:: ITEMS

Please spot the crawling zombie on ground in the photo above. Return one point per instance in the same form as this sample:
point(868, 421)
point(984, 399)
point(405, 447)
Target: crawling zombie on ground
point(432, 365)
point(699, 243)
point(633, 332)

::::

OPDRACHT: Vervang in de items hierboven "zombie" door "skeleton" en laat de rest ongewijzigd.

RESULTAAT:
Please spot the crawling skeleton on ground in the photo above. Return one point per instance in the same form as this sample:
point(868, 421)
point(984, 399)
point(405, 447)
Target: crawling skeleton on ground
point(432, 365)
point(699, 243)
point(633, 332)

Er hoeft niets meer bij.